Assignment A:
In the text on the 1941 fighting around Bryansk, who commanded the Bryansk Front?
Assignment B:
From the text on the 1941 fighting around Bryansk, extract the passage from "This forced the" to "next objective, Orel.".
Assignment C:
Continue the text on the 1941 fighting around Bryansk from the point where it stops.

Study text:
During the "lull" in the offensive, the Red Army General Staff, the Stavka ordered Red Army formations around Smolensk and Bryansk to conduct frontal assaults on Army Group Center in an effort to drive the Wehrmacht back from the approaches to Moscow. The offensives were conducted over poor terrain against units in strong defensive positions and nearly all of them were disasters that seriously weakened Red Army formations defending the approaches to Moscow.

== Operation ==
In September 1941, the German troops of XLVII. Armeekorps (mot.) (commander General of Panzer troops Joachim Lemelsen) advanced towards, and crossed the Desna River in the region southwest of Moscow. During the breakthrough attack, the German troops broke through the Bryansk Front on 30 September, during the operation to encircle the 50th Army. This resulted in the penetration of the Front's position between the 50th and 13th Armies.
The Bryansk Front commander Andrei Yeremenko adopted a defence in depth strategy, with the Front's reserves consisting of two rifle, one tank division and one tank brigade concentrated in the Bryansk area. However, in the course of the operation the troops of the XXXXVII Corps took Karachev and were able to advance to east of the city on 6 October while trying to link up with the XXXXIII Corps coming from the opposite direction.

This forced the Red Army's 50th and 13th Armies and the Operational Group of General Major A.N. Yermakov to withdraw in order to avoid encirclement, and consequently Bryansk was evacuated without significant fighting. Regardless of this, the city was subjected to heavy artillery and air bombardment which destroyed large parts of Bryansk.

The Red Army, as part of the Orel-Bryansk Defensive Operation (30 September 1941 – 23 October 1941) lost over 80,000 killed in and around the area of the city, with around 4,062 soldiers injured and hospitalized Another 50,000 prisoners were taken, before XXXXVII Corps proceeded on to its next objective, Orel.

==Aftermath==
By virtue of Guderian's one-armed encirclement, the Germans had destroyed all of the Red Army forces defending the southern approaches to Moscow, opening the way to Tula. Tula stood at the center of the road and rail network south of Moscow and its capture was vital to the Moscow Offensive. After the encirclement of the Bryansk Front, Guderian was closer to Tula than the nearest Red Army formation. However, the delay in liquidating the pocket bought the Stavka precious time to rush in reinforcements south of Moscow, stabilizing the front. When Guderian resumed the drive, he failed to capture Tula, and instead opted to bypass the city. This put a severe logistical constraint on the rest of the Moscow campaign. When Stalin ordered the Moscow Counter-Attack in December, Red Army control of Tula forced Guderian to withdraw the 2nd Panzer Army from Moscow, in violation of a direct order from Hitler. This resulted in Guderian's dismissal in January 1942. In honor of its determined stand, Tula was awarded the title of Hero City in 1976.

Supplied entries:
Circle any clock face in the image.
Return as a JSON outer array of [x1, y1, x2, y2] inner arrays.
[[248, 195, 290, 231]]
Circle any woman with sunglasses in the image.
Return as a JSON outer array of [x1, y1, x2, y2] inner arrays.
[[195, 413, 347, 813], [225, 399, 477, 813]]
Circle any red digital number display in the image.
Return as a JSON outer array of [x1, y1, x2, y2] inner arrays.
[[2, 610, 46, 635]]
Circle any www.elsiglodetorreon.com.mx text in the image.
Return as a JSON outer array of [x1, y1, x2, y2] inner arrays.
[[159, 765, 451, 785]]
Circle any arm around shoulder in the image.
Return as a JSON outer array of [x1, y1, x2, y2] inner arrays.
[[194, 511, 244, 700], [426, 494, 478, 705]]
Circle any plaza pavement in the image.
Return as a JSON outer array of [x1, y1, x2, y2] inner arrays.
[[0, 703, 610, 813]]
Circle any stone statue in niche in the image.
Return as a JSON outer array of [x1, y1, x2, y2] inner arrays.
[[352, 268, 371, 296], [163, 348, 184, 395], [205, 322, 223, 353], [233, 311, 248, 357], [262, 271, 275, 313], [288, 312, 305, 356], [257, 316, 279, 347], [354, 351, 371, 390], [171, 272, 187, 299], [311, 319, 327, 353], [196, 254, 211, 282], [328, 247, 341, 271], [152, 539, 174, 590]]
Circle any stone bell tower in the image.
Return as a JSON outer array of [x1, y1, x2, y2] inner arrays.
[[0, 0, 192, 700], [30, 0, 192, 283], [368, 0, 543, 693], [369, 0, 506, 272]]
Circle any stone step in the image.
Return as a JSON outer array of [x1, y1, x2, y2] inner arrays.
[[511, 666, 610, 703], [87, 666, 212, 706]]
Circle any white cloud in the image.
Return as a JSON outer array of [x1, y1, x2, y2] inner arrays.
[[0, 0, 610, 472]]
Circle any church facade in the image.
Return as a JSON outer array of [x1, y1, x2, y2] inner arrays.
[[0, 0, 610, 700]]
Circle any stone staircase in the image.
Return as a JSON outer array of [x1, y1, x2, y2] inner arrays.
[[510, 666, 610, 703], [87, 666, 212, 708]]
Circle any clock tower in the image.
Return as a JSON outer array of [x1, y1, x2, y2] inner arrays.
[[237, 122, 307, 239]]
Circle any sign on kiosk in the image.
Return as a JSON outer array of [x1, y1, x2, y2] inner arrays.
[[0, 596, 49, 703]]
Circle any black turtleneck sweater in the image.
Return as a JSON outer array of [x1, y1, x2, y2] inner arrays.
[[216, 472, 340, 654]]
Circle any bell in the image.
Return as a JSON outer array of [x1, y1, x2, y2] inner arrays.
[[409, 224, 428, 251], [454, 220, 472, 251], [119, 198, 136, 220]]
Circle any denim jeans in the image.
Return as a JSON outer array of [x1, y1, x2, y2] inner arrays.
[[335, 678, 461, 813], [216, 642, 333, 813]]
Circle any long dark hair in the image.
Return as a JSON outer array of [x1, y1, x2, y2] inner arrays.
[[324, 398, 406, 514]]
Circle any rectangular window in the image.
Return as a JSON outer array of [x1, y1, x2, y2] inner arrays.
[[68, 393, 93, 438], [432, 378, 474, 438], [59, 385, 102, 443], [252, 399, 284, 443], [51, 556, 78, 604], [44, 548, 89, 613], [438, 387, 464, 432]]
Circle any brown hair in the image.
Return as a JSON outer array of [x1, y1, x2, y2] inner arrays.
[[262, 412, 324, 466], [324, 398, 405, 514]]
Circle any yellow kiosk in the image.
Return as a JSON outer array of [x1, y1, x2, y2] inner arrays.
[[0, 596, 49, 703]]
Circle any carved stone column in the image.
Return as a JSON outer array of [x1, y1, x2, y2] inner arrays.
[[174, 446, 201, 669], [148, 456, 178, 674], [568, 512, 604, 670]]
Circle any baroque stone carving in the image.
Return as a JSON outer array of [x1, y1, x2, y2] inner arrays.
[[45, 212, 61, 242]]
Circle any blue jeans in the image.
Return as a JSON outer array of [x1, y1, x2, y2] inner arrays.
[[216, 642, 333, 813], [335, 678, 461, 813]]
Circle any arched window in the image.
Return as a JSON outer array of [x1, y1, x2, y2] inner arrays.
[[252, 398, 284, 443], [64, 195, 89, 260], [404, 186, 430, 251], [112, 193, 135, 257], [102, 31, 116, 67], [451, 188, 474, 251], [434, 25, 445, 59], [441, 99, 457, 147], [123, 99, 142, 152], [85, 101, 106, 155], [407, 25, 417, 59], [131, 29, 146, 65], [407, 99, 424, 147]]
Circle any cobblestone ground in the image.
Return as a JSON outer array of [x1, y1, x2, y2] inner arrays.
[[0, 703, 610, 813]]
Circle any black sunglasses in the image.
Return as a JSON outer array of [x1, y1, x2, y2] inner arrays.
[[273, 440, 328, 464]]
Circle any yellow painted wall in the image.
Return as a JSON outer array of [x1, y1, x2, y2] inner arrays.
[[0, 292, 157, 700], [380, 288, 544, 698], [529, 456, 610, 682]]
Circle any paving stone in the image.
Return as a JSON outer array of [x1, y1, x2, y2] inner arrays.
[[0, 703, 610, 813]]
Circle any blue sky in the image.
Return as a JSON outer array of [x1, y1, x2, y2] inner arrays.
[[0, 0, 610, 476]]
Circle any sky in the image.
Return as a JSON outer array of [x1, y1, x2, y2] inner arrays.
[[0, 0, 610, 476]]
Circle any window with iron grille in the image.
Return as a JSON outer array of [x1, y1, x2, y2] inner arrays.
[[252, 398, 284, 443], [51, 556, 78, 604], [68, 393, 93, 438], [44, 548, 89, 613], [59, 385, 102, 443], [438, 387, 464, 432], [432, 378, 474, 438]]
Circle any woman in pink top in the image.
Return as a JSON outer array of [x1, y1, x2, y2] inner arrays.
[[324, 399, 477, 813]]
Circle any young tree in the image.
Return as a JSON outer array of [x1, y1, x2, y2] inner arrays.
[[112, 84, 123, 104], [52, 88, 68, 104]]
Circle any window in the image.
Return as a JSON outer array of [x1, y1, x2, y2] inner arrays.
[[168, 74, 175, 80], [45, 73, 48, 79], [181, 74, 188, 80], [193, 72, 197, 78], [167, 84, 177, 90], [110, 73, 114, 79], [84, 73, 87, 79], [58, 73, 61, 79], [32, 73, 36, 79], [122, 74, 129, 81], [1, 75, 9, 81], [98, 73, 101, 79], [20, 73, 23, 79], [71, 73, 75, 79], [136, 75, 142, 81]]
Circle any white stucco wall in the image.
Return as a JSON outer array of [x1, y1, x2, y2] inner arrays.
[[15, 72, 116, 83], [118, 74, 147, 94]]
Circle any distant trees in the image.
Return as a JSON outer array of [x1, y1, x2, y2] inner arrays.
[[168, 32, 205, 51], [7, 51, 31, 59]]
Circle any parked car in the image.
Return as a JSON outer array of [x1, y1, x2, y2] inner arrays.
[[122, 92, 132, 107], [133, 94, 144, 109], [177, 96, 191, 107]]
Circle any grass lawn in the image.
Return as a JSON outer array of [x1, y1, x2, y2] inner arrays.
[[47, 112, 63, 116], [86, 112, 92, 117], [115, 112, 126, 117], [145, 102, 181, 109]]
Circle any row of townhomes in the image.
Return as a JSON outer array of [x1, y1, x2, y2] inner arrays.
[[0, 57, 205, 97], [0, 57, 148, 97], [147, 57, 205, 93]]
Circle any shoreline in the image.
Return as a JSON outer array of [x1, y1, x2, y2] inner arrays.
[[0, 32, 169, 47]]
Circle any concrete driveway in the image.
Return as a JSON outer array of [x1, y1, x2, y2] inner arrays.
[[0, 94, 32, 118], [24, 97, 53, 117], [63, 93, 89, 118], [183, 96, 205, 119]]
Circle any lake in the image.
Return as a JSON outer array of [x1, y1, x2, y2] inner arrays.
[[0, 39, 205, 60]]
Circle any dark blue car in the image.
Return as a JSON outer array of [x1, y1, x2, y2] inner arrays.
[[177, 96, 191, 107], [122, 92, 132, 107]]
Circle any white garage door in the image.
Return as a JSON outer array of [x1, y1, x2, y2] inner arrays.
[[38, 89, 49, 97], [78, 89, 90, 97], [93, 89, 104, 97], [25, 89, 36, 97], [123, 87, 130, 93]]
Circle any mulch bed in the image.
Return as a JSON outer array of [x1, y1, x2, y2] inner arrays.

Exercise output A:
Andrei Yeremenko.

Exercise output B:
This forced the Red Army's 50th and 13th Armies and the Operational Group of General Major A.N. Yermakov to withdraw in order to avoid encirclement, and consequently Bryansk was evacuated without significant fighting. Regardless of this, the city was subjected to heavy artillery and air bombardment which destroyed large parts of Bryansk.

The Red Army, as part of the Orel-Bryansk Defensive Operation (30 September 1941 – 23 October 1941) lost over 80,000 killed in and around the area of the city, with around 4,062 soldiers injured and hospitalized Another 50,000 prisoners were taken, before XXXXVII Corps proceeded on to its next objective, Orel.

Exercise output C:
=== Inspiration for the AK-47 ===

Mikhail Kalashnikov was a senior sergeant (tank commander) serving on the T-34s of the 24th Tank Regiment, 12th Tank Division of the 8th Mechanised Corps stationed in Stryi (31 KV-1 and 10 T-34 tanks) before retreating after the Battle of Brody, with the regiment soon to become a part of the 159th Tank Brigade. He was wounded during the battle, but made it to a hospital on foot, where he received medical attention. This was not Kalashnikov's first battle as he had also participated in the Battle of Brody where his division was part of the 8th Mechanized Corps that encountered the German 16th Panzer Division in battle around Leshuv. While recovering from his injuries, Kalashnikov started experiencing flashbacks of the raid and "became obsessed with creating a submachine gun that would drive the Germans from his homeland. Many believe the myth he mostly just copied the Sturmgewehr 44. However when examined, the Sturmgewehr 44 is very different in regards to the bolt design and operation, the disassembly method and contains a completely different style firing mechanism. Essentially the Sturmgewehr 44 has many more similarities to the HK G3 rifle than the AK-47."